◆ PROBLEM
Rewrite the rows from the start through the line containing "POLYGON ((167 61, 182", replacing "short white pixie hair" with "short silver pixie hair" and leaving everything else unchanged. Leave the pictures out of your answer.

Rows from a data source
++++++

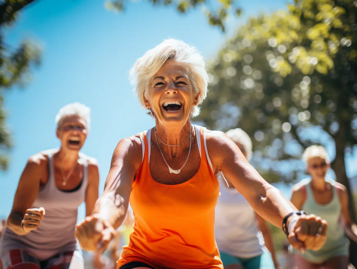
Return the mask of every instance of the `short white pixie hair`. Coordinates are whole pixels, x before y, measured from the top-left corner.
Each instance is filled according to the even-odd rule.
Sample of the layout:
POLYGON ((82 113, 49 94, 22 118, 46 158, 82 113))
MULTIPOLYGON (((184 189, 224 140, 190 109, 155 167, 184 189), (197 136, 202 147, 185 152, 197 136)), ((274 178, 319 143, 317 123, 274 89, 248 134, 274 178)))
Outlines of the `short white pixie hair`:
POLYGON ((318 157, 324 159, 327 164, 330 163, 330 158, 327 153, 322 146, 317 145, 310 146, 305 150, 302 154, 302 159, 307 162, 311 159, 318 157))
POLYGON ((247 154, 247 159, 250 160, 252 154, 252 140, 246 133, 240 128, 231 129, 226 133, 227 136, 233 142, 237 142, 243 146, 247 154))
POLYGON ((62 120, 69 116, 76 115, 83 118, 87 123, 87 129, 90 127, 90 109, 84 105, 76 102, 69 104, 60 109, 55 120, 57 129, 60 127, 62 120))
POLYGON ((167 61, 182 63, 187 66, 188 78, 195 93, 200 93, 197 105, 193 106, 191 113, 192 116, 197 116, 200 114, 198 105, 207 95, 208 75, 206 64, 203 57, 195 48, 180 40, 164 40, 136 60, 129 75, 131 84, 135 87, 134 93, 145 108, 145 100, 148 99, 147 89, 150 79, 167 61))

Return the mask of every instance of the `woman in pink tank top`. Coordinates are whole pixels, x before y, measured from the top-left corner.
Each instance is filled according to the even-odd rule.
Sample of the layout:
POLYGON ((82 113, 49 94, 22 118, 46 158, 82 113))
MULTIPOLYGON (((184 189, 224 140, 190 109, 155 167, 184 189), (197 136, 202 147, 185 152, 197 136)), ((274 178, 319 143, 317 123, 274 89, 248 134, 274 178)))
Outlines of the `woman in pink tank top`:
POLYGON ((118 268, 222 268, 214 237, 219 195, 214 174, 220 171, 258 214, 290 232, 295 246, 323 244, 325 221, 295 211, 223 133, 191 125, 208 78, 195 48, 165 40, 138 59, 130 74, 155 126, 118 143, 103 194, 94 214, 77 226, 83 249, 106 248, 130 201, 134 231, 118 268))
POLYGON ((56 118, 61 148, 31 157, 20 178, 0 241, 6 269, 83 269, 75 232, 77 208, 90 214, 98 196, 96 160, 79 152, 87 138, 89 108, 75 103, 56 118))

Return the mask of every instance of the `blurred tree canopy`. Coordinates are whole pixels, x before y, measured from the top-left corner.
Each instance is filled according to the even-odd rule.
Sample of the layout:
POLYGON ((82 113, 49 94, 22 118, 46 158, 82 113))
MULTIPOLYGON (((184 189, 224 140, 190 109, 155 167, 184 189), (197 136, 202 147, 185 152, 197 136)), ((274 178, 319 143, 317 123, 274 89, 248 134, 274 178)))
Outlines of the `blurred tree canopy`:
POLYGON ((357 144, 356 7, 354 0, 301 0, 252 18, 209 63, 199 119, 247 132, 252 162, 271 182, 296 179, 305 148, 334 142, 332 168, 353 200, 345 158, 357 144))
POLYGON ((12 145, 5 122, 2 93, 15 84, 23 86, 30 78, 32 64, 40 64, 40 50, 34 43, 24 40, 17 48, 4 42, 4 31, 15 21, 19 12, 34 0, 3 0, 0 3, 0 169, 7 167, 7 151, 12 145))
MULTIPOLYGON (((108 9, 122 11, 125 8, 127 0, 108 0, 105 6, 108 9)), ((197 8, 201 8, 207 16, 209 24, 217 26, 225 31, 226 19, 230 15, 239 16, 242 14, 236 0, 149 0, 154 5, 171 6, 175 7, 181 14, 197 8)))

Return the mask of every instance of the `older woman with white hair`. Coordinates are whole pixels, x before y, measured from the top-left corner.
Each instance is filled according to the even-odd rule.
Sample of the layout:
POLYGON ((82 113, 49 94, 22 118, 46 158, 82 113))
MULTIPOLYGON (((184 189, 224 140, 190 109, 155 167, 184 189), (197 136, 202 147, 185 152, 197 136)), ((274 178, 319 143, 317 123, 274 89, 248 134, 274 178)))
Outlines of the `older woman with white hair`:
MULTIPOLYGON (((249 160, 252 156, 252 140, 247 133, 237 128, 228 131, 226 134, 249 160)), ((215 235, 224 268, 278 269, 271 232, 267 221, 254 211, 229 178, 221 172, 216 177, 221 195, 216 207, 215 235), (264 247, 260 231, 270 253, 264 247)))
POLYGON ((77 208, 91 214, 98 197, 97 161, 80 152, 88 134, 90 109, 75 103, 56 117, 59 149, 30 157, 20 178, 0 241, 7 269, 84 268, 75 231, 77 208))
POLYGON ((166 40, 139 59, 130 75, 155 126, 118 143, 94 214, 77 226, 83 249, 105 249, 130 201, 134 231, 118 268, 222 268, 214 235, 219 171, 259 215, 282 225, 295 247, 321 247, 324 220, 297 211, 224 133, 191 124, 208 80, 194 48, 166 40))
POLYGON ((311 178, 293 187, 291 201, 298 209, 324 218, 328 227, 326 242, 321 249, 296 251, 295 265, 298 269, 347 269, 349 242, 344 228, 346 234, 357 242, 357 226, 350 215, 347 190, 326 178, 330 159, 323 147, 309 147, 302 159, 311 178))

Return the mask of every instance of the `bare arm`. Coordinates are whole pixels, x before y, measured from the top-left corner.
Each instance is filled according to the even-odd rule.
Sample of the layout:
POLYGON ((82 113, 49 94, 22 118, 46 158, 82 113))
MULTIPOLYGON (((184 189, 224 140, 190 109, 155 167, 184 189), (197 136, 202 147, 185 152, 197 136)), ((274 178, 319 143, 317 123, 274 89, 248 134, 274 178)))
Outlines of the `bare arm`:
POLYGON ((96 202, 93 214, 77 226, 76 237, 84 250, 102 253, 115 236, 125 217, 131 186, 141 164, 141 148, 138 135, 118 143, 104 192, 96 202))
POLYGON ((93 212, 115 229, 120 226, 126 214, 131 185, 142 155, 139 136, 122 139, 114 150, 104 192, 96 202, 93 212))
POLYGON ((274 266, 275 269, 278 269, 279 264, 278 263, 278 259, 276 258, 276 254, 275 253, 275 248, 274 247, 273 243, 273 238, 271 236, 271 230, 269 226, 266 221, 257 214, 256 214, 257 216, 257 220, 259 225, 260 231, 263 234, 263 237, 264 238, 265 245, 271 254, 271 258, 274 263, 274 266))
POLYGON ((336 183, 336 187, 340 194, 342 216, 346 234, 350 238, 357 242, 357 225, 353 223, 348 211, 348 196, 346 187, 342 184, 336 183))
POLYGON ((222 172, 258 215, 281 227, 284 218, 297 210, 295 206, 262 178, 225 134, 211 131, 207 139, 214 170, 222 172))
MULTIPOLYGON (((262 178, 225 134, 208 131, 206 138, 213 172, 221 171, 254 211, 266 220, 281 227, 284 218, 296 208, 262 178)), ((286 224, 289 241, 296 248, 303 251, 305 249, 317 250, 326 241, 327 223, 313 214, 292 214, 286 224)))
POLYGON ((86 216, 93 213, 94 204, 98 199, 99 188, 99 171, 96 160, 90 158, 88 161, 88 185, 86 192, 86 216))
POLYGON ((29 159, 21 175, 7 221, 9 229, 17 234, 22 235, 30 231, 25 232, 22 229, 24 216, 38 195, 41 180, 47 178, 47 164, 45 156, 36 154, 29 159))

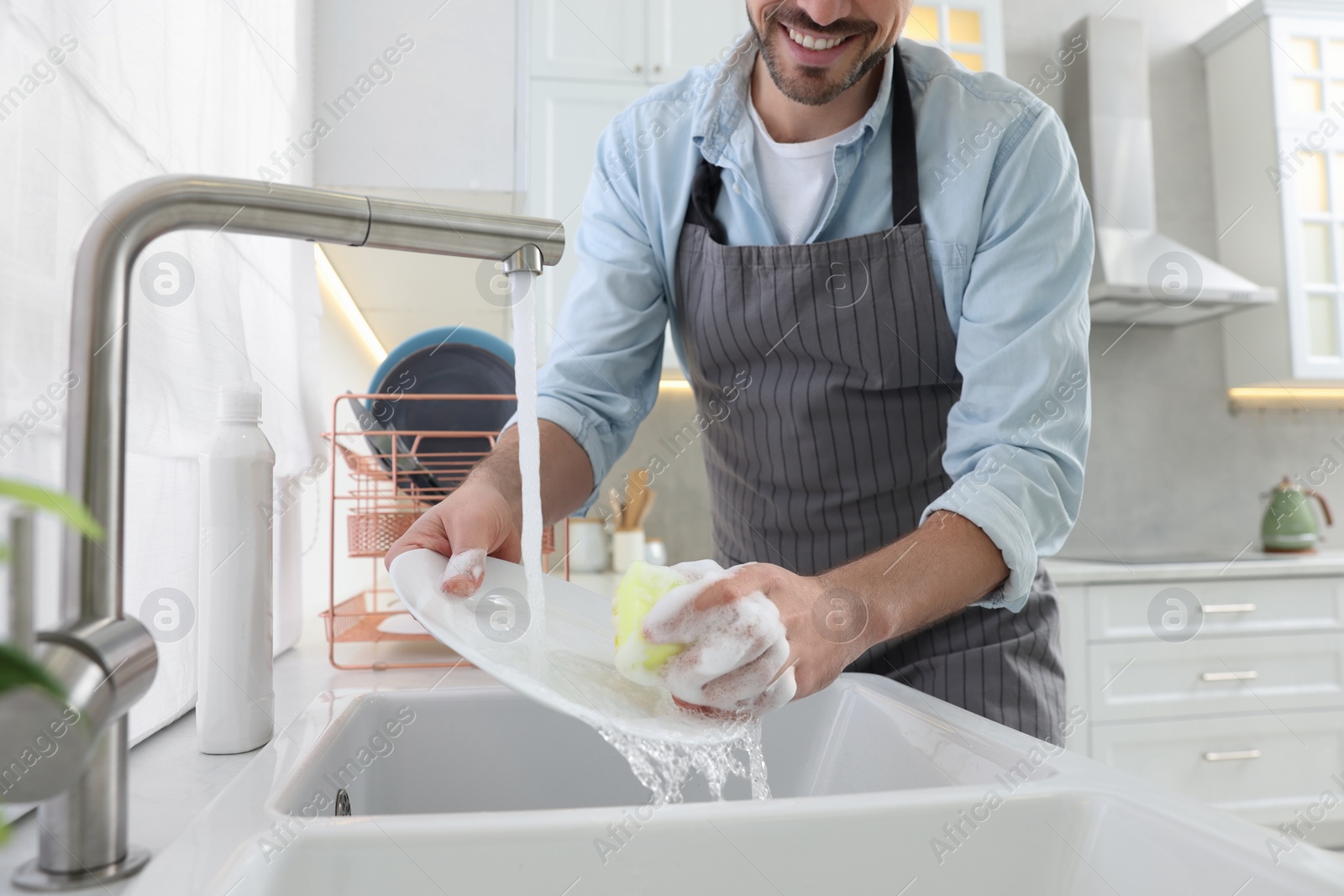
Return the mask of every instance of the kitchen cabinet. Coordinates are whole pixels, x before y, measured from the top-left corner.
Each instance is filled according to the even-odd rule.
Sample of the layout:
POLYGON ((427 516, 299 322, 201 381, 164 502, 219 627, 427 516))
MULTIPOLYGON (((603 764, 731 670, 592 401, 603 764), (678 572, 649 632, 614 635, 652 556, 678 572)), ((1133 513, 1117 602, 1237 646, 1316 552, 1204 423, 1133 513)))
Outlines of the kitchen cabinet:
MULTIPOLYGON (((527 98, 527 214, 564 224, 560 263, 538 279, 540 351, 569 293, 574 235, 602 130, 659 83, 724 56, 747 28, 723 0, 532 0, 527 98)), ((675 367, 668 348, 665 367, 675 367)))
MULTIPOLYGON (((515 4, 454 0, 433 12, 434 5, 319 0, 312 116, 305 116, 312 124, 254 164, 286 175, 312 161, 319 185, 406 191, 411 200, 421 191, 421 201, 437 199, 425 191, 512 193, 521 179, 512 152, 515 4)), ((285 63, 270 64, 289 74, 285 63)))
POLYGON ((1284 297, 1224 322, 1228 386, 1344 380, 1344 7, 1254 0, 1195 46, 1220 259, 1284 297))
POLYGON ((676 81, 747 27, 745 5, 723 0, 534 0, 531 12, 534 78, 676 81))
MULTIPOLYGON (((1270 827, 1344 797, 1344 552, 1047 567, 1086 712, 1070 750, 1270 827), (1175 634, 1172 594, 1198 602, 1175 634)), ((1344 846, 1344 813, 1308 840, 1344 846)))
MULTIPOLYGON (((574 235, 583 218, 583 193, 593 176, 597 140, 622 109, 644 95, 644 85, 534 78, 528 105, 528 214, 564 224, 564 254, 536 281, 538 320, 554 322, 578 267, 574 235)), ((543 352, 554 332, 538 328, 543 352)))

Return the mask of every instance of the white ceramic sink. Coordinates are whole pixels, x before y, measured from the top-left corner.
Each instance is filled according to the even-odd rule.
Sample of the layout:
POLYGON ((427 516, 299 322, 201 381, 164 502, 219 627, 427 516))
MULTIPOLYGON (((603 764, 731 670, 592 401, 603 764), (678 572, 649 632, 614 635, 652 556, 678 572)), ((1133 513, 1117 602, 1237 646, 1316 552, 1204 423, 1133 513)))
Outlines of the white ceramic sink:
POLYGON ((503 686, 328 693, 286 735, 130 892, 1344 892, 1332 853, 1275 865, 1267 830, 876 676, 766 717, 769 802, 650 807, 594 731, 503 686))

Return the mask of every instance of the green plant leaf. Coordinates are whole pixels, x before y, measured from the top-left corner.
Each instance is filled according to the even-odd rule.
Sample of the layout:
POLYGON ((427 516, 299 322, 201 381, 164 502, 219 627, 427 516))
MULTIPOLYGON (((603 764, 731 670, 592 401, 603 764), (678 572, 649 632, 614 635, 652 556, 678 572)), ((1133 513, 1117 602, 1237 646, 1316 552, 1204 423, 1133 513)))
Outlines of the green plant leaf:
POLYGON ((65 690, 47 670, 34 662, 28 654, 11 643, 0 643, 0 695, 24 685, 35 685, 56 700, 65 701, 65 690))
POLYGON ((65 519, 74 529, 83 532, 94 541, 102 540, 102 527, 93 519, 93 514, 83 504, 60 492, 52 492, 36 482, 19 482, 16 480, 0 480, 0 497, 13 498, 24 504, 51 510, 65 519))

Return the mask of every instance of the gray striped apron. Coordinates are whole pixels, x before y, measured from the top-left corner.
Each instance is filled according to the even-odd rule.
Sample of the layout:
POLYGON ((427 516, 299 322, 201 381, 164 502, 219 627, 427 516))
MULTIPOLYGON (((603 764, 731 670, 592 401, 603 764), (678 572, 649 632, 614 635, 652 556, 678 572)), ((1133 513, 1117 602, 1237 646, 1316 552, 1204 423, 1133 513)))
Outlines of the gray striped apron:
MULTIPOLYGON (((942 453, 961 390, 957 345, 925 247, 905 66, 899 51, 888 58, 891 230, 728 246, 714 211, 722 172, 702 159, 695 173, 677 314, 696 404, 719 420, 703 445, 724 566, 829 570, 915 529, 953 482, 942 453), (749 384, 727 403, 734 382, 749 384)), ((870 649, 849 670, 1062 740, 1059 610, 1043 567, 1020 613, 968 607, 870 649)))

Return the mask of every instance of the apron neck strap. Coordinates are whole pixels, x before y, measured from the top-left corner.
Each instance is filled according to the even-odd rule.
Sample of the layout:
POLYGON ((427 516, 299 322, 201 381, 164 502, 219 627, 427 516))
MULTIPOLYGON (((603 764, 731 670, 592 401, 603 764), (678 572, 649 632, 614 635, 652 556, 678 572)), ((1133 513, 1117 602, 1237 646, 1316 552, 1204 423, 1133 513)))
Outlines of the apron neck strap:
MULTIPOLYGON (((915 110, 910 103, 906 66, 900 59, 900 44, 891 56, 891 224, 921 224, 919 216, 919 159, 915 154, 915 110)), ((751 98, 747 97, 747 102, 751 98)), ((714 214, 723 187, 722 172, 707 159, 700 159, 691 179, 691 201, 687 204, 685 223, 700 224, 710 231, 710 239, 727 244, 728 236, 714 214)))
POLYGON ((891 224, 919 224, 919 157, 915 109, 910 102, 900 44, 891 48, 891 224))

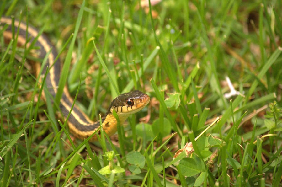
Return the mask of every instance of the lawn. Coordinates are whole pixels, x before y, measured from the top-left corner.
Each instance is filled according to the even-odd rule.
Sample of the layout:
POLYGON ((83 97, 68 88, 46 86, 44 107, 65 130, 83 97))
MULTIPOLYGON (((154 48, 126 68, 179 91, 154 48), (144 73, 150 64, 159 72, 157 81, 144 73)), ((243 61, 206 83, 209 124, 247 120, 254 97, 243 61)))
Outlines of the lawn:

++++++

◆ EXERCISE RESULT
Return the mask of every instance of the `short silver pixie hair`. Coordinates are whole pixels, x before y, measured from the top-left corner.
Each instance is filled according to the even-odd rule.
Sample of the layout:
POLYGON ((82 113, 49 94, 22 118, 46 158, 82 113))
MULTIPOLYGON (((184 189, 224 140, 190 109, 155 167, 184 189), (197 136, 202 147, 185 152, 197 136)), ((274 178, 319 143, 317 123, 274 89, 248 134, 274 178)))
Outlines of the `short silver pixie hair`:
POLYGON ((318 157, 324 159, 327 164, 330 163, 330 158, 327 153, 322 146, 317 145, 310 146, 305 150, 302 154, 302 159, 307 162, 311 159, 318 157))
POLYGON ((247 154, 247 159, 250 160, 252 154, 252 140, 246 133, 240 128, 231 129, 226 133, 227 136, 233 142, 237 142, 243 146, 247 154))
POLYGON ((62 120, 69 116, 76 115, 83 118, 87 123, 87 129, 90 127, 90 109, 84 105, 76 102, 69 104, 60 109, 55 120, 57 129, 60 127, 62 120))
POLYGON ((167 61, 182 63, 187 66, 188 78, 195 93, 200 93, 197 105, 193 106, 191 113, 192 116, 197 116, 200 114, 198 105, 207 95, 208 75, 206 64, 203 57, 195 48, 180 40, 164 40, 136 60, 129 75, 131 84, 135 87, 134 93, 145 108, 145 100, 148 99, 147 89, 150 79, 167 61))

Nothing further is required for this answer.